§ Texte source:
------------------------------------------------

Le Rêve géorgien attire un électorat hétéroclite, à l’image de sa formation. Outre les militants des partis qui l’ont rejoint, on trouve à ses côté de nombreuses stars du monde des arts ou du sport. L’un de ses bras droits n’est autre que le champion de football Kakha Kaladze, à la carrière fulgurante en Italie et au destin de chef d’entreprise moins heureux en Géorgie. Son propre fils, Béra Ivanichvili, chanteur pop populaire parmi les jeunes, ne chante désormais plus que pour le Rêve géorgien et se produit à ses rassemblements, armé de nouveaux titres en avant-première. Autrement dit, sur le plan de la communication, B. Ivanichvili a rattrapé ses faiblesses des débuts.

Face à la montée lente mais manifestement inexorable du Rêve géorgien, en juin 2012, le Président a sorti son atout en nommant Premier ministre son ministre de l’Intérieur, Vano Mérabichvili, apprécié autant que craint des Géorgiens pour sa réforme spectaculaire de la police. V. Mérabichvili a aussitôt lancé un programme national nettement plus social que le cours libéral jusqu’alors en vigueur avec pour slogan de campagne «Plus utile au peuple». L’homme, peu habitué à la foule et aux micros, se retrouve projeté sous les projecteurs, laissant entendre qu’il ferait un parfait Premier ministre pour 2013. L’alternance prendrait alors les traits de V. Mérabichvili, le n°2 de l’État…


M.Saakachvili, rassemblement du Mouvement national uni, Tbilissi, 28 septembre 2012 (G. Gogua)

Fin septembre, la dernière ligne droite

Au début de l’automne, des quatre sondages disponibles sur les intentions de vote, seul un, commandé par B. Ivanichvili, le donnait à égalité avec le Mouvement national uni[5]. Il faudrait un miracle pour que le résultat de son Rêve géorgien décolle. C’est un choc télévisé qui a finalement changé profondément la donne. Le Président Mikhéïl Saakachvili, dont le parti déjà majoritaire au Parlement (80 % des sièges) a longtemps été donné gagnant, voit la côte de popularité de son parti s’éroder sous l’effet des images de violences pratiquées de manières systématique en prison[6]. Ces vidéos, passées en boucle sur plusieurs chaînes, ont fortement ébranlé les Géorgiens. Et pour cause: la réforme de la police, une réussite formelle, s’est doublée d’une politique de tolérance zéro qui a fait de la Géorgie le premier État européen en termes de population carcérale[7].

------------------------------------------------

§ Tâches à réaliser:
[1] Relevez toutes les personnes que le texte sur la campagne électorale géorgienne de 2012 nomme par leur prénom et leur nom écrits en entier.
[2] Poursuivez le texte sur la campagne électorale géorgienne de 2012 à partir de sa dernière phrase.

§ Données fournies:
------------------------------------------------

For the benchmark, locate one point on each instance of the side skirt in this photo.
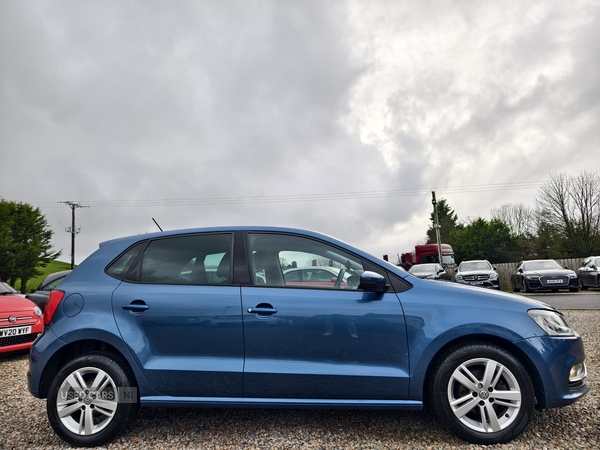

------------------------------------------------

§ Réponses par tâche:
[1] Kakha Kaladze, Béra Ivanichvili, Vano Mérabichvili, Mikhéïl Saakachvili

[2]
Ébranlé mais aucunement passif, le gouvernement a réagi le lendemain en imposant des changements ministériels remarquables[8] et en promettant une réforme du système pénitentiaire sur le modèle de la police. Malgré tout, les manifestations d’abord estudiantines, puis populaires, se sont répandues dans les grandes villes. La colère des Géorgiens qui remettent sur le devant de la scène la question des droits de l’homme, dossier jusqu’alors relativement marginalisé, semble profiter au Rêve géorgien. Il ne semble pas que les vidéos secrètes, des « kompromati », opportunément apparues contre certains membres de cette formation, puissent détourner les électeurs de leur choix.

À la veille des élections, la tension est à son comble. Les Géorgiens, très polarisés, iront probablement voter en masse, conscients des enjeux qu’offrent ces législatives. Le rassemblement du Mouvement national uni du 28 septembre, orchestré de manière un peu inquiétante dans sa rigidité, comme le rassemblement du Rêve géorgien, qui tenait plus de la manifestation de rue que de la réunion de parti, ont été le point final de cette campagne haute en couleurs.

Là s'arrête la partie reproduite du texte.